■ PASSAGE TO READ ■
######
# Staying Local



## linehand (Jul 23, 2011)

Anyone else try to stay local for their fishing stuff? I try to deal with my local shop to buy most of my gear. He usually has to order what I want but it's worth spending a few extra bucks to help a local business. Plus I like to b.s. with the owner and tell fishing fibs. :---) I do get attacked by the online bait monkey from time to time. Any time I drive by Bass Pro my steering wheel goes out of my control too.


----------



## Waterwings (Jul 23, 2011)

Unfortunately, the only place close-by to get fishing equipment here is Walmart. There is a place that carries fishing, hunting, and other outdoor items, but they're 30 miles away. Ordering online is the best bet around here if something special is needed.


----------



## Captain Ahab (Jul 23, 2011)

I always do - local to the boat (we order bait for the season from the Marina store) and teh tackle shop nearby my house is awesome - he has everything that is good and lots of custom stuff


----------



## fish devil (Jul 23, 2011)

:twisted: I'm lucky to have a GREAT store(Blackwater Sports Center) in my hometown. They cater to the customer bigtime. =D> If they don't have it, they can get it quick. The rods/reels are the same prices as Cabelas/BPS offers. I stopped in yesterday and picked up a 7'6" Team Daiwa L&T pitching rod.


----------



## 200racing (Jul 27, 2011)

we used to have a cool lil shop. pbs came in and they closed down i now go between bps and academy for store purchases.


----------



## Spook (Jul 28, 2011)

I buy my plastics local , theres a guy here that pours his own and will mix up any color you want. Its a lil more expensive than buying from chain stores but its cool to have your own custom worm color.


----------



## LonLB (Aug 7, 2011)

hey linehand where at in SW MI are you?


Ya I usually always buy local, unless I take a trip over to the BPS in Portage IN.


Lunkers, and D&R sports in KZ00.
######
Data items:
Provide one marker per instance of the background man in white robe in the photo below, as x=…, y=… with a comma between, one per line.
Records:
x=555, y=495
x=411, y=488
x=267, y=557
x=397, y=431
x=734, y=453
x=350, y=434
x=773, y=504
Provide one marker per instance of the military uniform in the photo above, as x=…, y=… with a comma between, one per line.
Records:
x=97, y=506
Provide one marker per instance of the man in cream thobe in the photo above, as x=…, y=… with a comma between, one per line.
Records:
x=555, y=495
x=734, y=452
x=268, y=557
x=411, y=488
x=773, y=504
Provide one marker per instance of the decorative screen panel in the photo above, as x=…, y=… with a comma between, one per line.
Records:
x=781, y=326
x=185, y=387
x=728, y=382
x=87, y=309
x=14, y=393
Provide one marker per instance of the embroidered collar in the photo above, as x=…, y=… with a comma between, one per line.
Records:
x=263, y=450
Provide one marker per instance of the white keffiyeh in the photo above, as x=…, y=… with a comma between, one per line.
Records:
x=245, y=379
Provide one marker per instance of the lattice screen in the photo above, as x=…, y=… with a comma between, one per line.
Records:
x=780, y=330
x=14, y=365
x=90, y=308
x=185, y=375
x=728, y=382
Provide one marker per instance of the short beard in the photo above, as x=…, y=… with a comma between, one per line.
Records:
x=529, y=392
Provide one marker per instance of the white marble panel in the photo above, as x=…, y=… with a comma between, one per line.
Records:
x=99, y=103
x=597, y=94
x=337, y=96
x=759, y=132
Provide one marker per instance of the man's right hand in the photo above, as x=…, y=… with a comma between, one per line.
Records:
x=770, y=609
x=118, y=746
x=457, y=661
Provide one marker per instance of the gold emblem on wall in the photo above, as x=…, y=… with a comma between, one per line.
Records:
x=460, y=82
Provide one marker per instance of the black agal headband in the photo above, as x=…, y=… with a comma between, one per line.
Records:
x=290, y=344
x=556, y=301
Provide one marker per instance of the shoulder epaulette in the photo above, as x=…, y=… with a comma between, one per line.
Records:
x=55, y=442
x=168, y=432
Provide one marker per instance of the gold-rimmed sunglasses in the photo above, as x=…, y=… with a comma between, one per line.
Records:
######
■ STATED GOAL 1 ■
List the usernames of everyone who posts in the forum thread about buying fishing gear locally.
■ STATED GOAL 2 ■
In the forum thread about buying fishing gear locally, how far away is the store that Waterwings says carries fishing, hunting, and other outdoor items?
■ STATED GOAL 3 ■
Carry on the forum thread about buying fishing gear locally from the point where it stops.

■ RESULT 1 ■
linehand, Waterwings, Captain Ahab, fish devil, 200racing, Spook, LonLB

■ RESULT 2 ■
It is 30 miles away.

■ RESULT 3 ■
Lunkers has more stuff, but VanDam's shop usually only carries the best stuff.


----------



## linehand (Aug 7, 2011)

LonLB said:


> hey linehand where at in SW MI are you?
> 
> 
> Ya I usually always buy local, unless I take a trip over to the BPS in Portage IN.
> ...



I am on the east side of Niles less than 10 min from Lunkers. Not too far from Klinger Lake. I go to Lunkers often but usually for Monday wings. I try to buy from Trailhead Mercantile in Niles.


----------



## gillhunter (Aug 8, 2011)

linehand said:


> LonLB said:
> 
> 
> > hey linehand where at in SW MI are you?
> ...



I am from Middlebury, Indiana originally, and always shopped at Bristol Sporting Goods (Bristol, Indiana) until it went out of business several years ago. Then started running to Lunkers. There is one bait shop in Winder that we buy from now. The big box stores have been tough on the small guys!


----------



## shamoo (Sep 10, 2011)

fish devil said:


> :twisted: I'm lucky to have a GREAT store(Blackwater Sports Center) in my hometown. They cater to the customer bigtime. =D> If they don't have it, they can get it quick. The rods/reels are the same prices as Cabelas/BPS offers. I stopped in yesterday and picked up a 7'6" Team Daiwa L&T pitching rod.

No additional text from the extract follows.